> Passage provided:

*** Begin section ***

Rosena Allin-Khan takes on a punch bag

4 min read

In the first in a new series, Rosamund Urwin meets up with a Parliamentarian to discuss how they unwind away from Westminster. First up, kickboxer Dr Rosena Allin-Khan

Dr Rosena Allin-Khan has a mean left hook. The Labour MP for Tooting has been boxing since her 20s, although she limits herself to training and sparring for fear of having to canvass with a black eye. “Much as I would love to do it competitively, I don’t think it’s really befitting of an MP,” she says. 

Allin-Khan, 44, trains at Balham Boxing Club in her constituency, where I have witnessed her deft footwork and sharp jabs. Recently, she has also taken up mixed martial arts (MMA) and Muay Thai, a form of kickboxing. All this exercise pays off on the doorstep.

“During the [2016 Tooting] by-election, I didn’t have long to win around lots of voters so I’d sprint between doors,” she laughs. “I still run when I canvass. If there’s no answer and I see another door opening, I leg it over there.” 

The biggest benefit of boxing, though, is for her mind, especially in troubled times. Allin-Khan, who was a junior doctor before she became an MP, has been working shifts at her local hospital, St George’s in Tooting, south London, during the pandemic. She is also grieving for her late father, who died a few weeks ago from complications relating to dementia.

*** End section ***

> Source material:
*** Begin section ***

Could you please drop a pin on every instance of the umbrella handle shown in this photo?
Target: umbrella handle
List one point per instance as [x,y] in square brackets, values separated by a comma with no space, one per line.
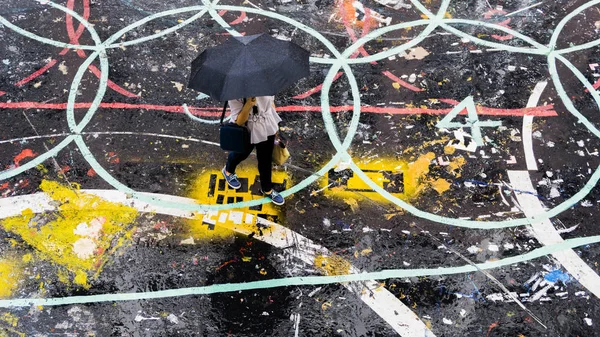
[224,109]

*** End section ***

> About this task: Please write out the article about Rosena Allin-Khan word for word, starting at "In the first" and ending at "on the doorstep.".

> Output for this task:
In the first in a new series, Rosamund Urwin meets up with a Parliamentarian to discuss how they unwind away from Westminster. First up, kickboxer Dr Rosena Allin-Khan

Dr Rosena Allin-Khan has a mean left hook. The Labour MP for Tooting has been boxing since her 20s, although she limits herself to training and sparring for fear of having to canvass with a black eye. “Much as I would love to do it competitively, I don’t think it’s really befitting of an MP,” she says. 

Allin-Khan, 44, trains at Balham Boxing Club in her constituency, where I have witnessed her deft footwork and sharp jabs. Recently, she has also taken up mixed martial arts (MMA) and Muay Thai, a form of kickboxing. All this exercise pays off on the doorstep.